ЗАДАНИЕ ::
Объясните, пожалуйста, опираясь на предложенный фрагмент, за что Дмитрий Певцов получил приз «Феликс» и в какой номинации.

ПРЕДЛОЖЕННЫЙ ФРАГМЕНТ ::
================================

Перед концертом Саши Белова из "Бригады" — народного артиста России Сергея Безрукова публика чуть не разбила стеклянные двери Национального театра…
НЫНЧЕ К НАМ ЕДЕТ СЕРГЕЙ ЧЕЛИЩЕВ ИЗ "БАНДИТСКОГО ПЕТЕРБУРГА" — ДМИТРИЙ ПЕВЦОВ. Если без "бандитских радостей" — народный артист России, актер легендарного "Ленкома", заменивший Николая Караченцова в не менее легендарном спектакле "Юнона и Авось", певец, лауреат Государственной премии России. Певцов проснулся знаменитым после роли Савелия Говоркова в одном из первых российских экшн-фильмов "По прозвищу Зверь", ну а серьезная известность пришла к актеру после роли Якова Сомова в фильме Глеба Панфилова "Мать", за которую он получил приз "Феликс" как лучший актер второго плана. Хотя широкому зрителю Дмитрий Певцов больше известен по ролям в фильмах "Королева Марго", "Гибель империи", "Турецкий гамбит", "Тонкая штучка", "Остановка по требованию" ну и по многочисленным концертам и телепроектам типа "Две звезды".

================================

ИЗВЛЕЧЁННЫЕ ДАННЫЕ ::

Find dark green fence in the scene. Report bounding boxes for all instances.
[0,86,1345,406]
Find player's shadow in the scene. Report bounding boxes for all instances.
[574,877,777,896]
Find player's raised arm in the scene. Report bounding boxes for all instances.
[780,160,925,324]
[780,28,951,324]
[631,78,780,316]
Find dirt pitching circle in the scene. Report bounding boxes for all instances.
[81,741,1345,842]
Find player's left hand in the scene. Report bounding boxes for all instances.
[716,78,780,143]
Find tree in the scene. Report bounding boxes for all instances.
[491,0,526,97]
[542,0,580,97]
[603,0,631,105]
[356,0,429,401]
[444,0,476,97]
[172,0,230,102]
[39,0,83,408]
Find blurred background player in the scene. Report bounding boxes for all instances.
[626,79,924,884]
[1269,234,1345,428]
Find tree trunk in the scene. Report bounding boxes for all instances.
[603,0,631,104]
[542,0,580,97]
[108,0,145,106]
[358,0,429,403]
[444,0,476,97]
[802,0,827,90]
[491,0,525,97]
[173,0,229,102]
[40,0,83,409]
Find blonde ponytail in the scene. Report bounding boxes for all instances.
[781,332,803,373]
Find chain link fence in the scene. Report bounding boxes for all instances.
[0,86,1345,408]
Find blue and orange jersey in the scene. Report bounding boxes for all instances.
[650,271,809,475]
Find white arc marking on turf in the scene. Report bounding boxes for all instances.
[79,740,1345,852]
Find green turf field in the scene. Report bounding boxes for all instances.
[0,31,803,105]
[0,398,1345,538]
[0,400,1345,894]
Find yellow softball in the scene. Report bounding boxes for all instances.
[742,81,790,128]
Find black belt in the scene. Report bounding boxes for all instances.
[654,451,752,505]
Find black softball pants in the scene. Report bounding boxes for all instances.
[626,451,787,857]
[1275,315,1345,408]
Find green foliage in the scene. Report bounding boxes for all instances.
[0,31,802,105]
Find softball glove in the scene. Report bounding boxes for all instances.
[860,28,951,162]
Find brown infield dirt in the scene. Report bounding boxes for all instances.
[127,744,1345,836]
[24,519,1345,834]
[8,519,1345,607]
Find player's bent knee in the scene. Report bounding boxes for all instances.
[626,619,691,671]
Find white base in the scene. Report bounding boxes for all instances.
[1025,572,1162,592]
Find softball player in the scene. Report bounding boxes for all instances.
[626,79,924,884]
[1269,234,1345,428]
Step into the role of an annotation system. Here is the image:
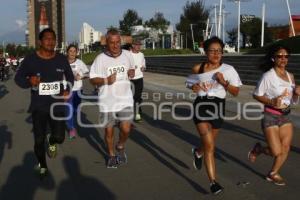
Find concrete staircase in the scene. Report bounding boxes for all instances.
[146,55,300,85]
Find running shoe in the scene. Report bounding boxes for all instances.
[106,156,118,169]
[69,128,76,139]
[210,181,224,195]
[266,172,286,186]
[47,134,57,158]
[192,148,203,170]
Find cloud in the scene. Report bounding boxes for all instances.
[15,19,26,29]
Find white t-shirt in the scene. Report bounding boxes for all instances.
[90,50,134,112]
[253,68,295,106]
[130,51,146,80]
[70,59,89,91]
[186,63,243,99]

================================

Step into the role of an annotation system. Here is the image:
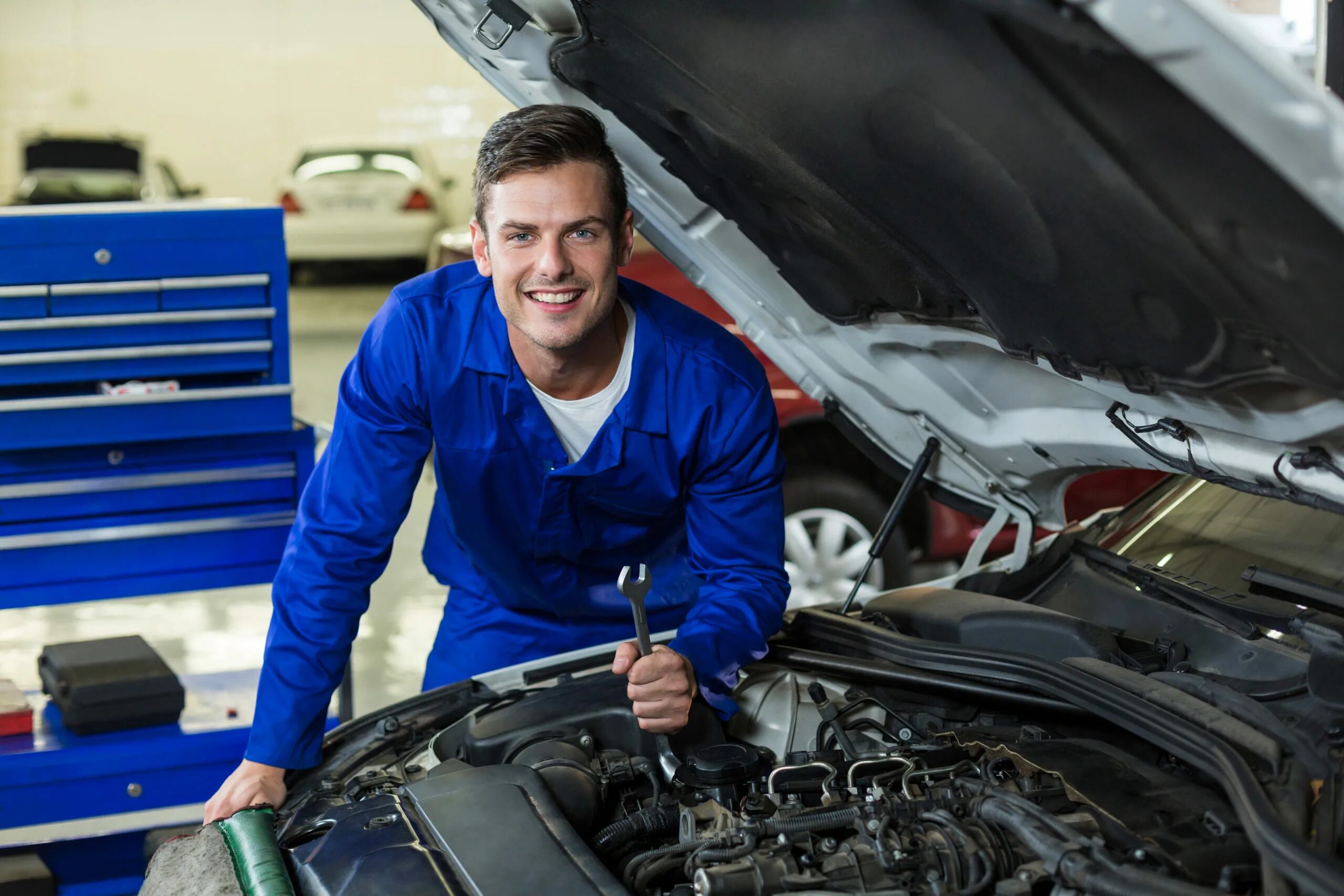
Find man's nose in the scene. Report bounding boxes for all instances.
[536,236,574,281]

================================

РЕЗУЛЬТАТ ВЫПОЛНЕНИЯ ::
Приз «Феликс» Дмитрий Певцов получил за роль Якова Сомова в фильме Глеба Панфилова «Мать». Его наградили как лучшего актера второго плана.